_Selection_:
Ashley Hans Scheirl
Currencies of De*Capital Delirium

Ashley Hans Scheirl Goldfinger, 2019. Ashley Hans Scheirl, Fist, 2018. Ashley Hans Scheirl, Neoliberal Surrealist, Galerie Crone, Wien, Österreich, 2019. Installation view. Photo: Matthias Bildstein, Wien

As part of this year’s Gallery Weekend, Crone Berlin is presenting a solo exhibition by the artist Ashley Hans Scheirl, who, together with her/his partner Jakob Lena Knebl, will be exhibiting in the Austrian Pavilion at the Venice Biennale 2022.

Paintings, sculptures, and drawings merge in the gallery spaces to form a room-filling installation. They lead the visitor into an exuberant, seemingly insane dream world. Consumption and the search for meaning, restriction and freedom, greed and renunciation, excess and isolation, rebellion and resignation, identity and transformation, gender and hierarchy, individual lifestyles and the global economy of rejection collide here and culminate in a digital-anarchist-neutralized big bang, or at least in a new world currency that gives the exhibition its title: Currencies of De*Capital Delirium.

_Prompt 1_: Using the exhibition text, explain in one to three sentences why the exhibition is titled Currencies of De*Capital Delirium.
The entries have no connection to the exhibition text.

_Data provided_:
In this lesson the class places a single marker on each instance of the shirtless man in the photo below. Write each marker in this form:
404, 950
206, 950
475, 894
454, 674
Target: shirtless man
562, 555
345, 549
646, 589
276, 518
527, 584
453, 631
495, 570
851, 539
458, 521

_Prompt 2_: Write out all the entries again, swapping "shirtless man" for "standing man" and leaving everything else unchanged.

_Right answer 1_: In the installation, themes such as consumption and the search for meaning, greed and renunciation, and gender and hierarchy collide. They culminate in a digital-anarchist-neutralized big bang, or at least in a new world currency. That currency gives the exhibition its title.

_Right answer 2_:
In this lesson the class places a single marker on each instance of the standing man in the photo below. Write each marker in this form:
404, 950
206, 950
475, 894
454, 674
Target: standing man
562, 555
345, 549
646, 589
276, 518
527, 584
453, 631
495, 570
851, 539
458, 521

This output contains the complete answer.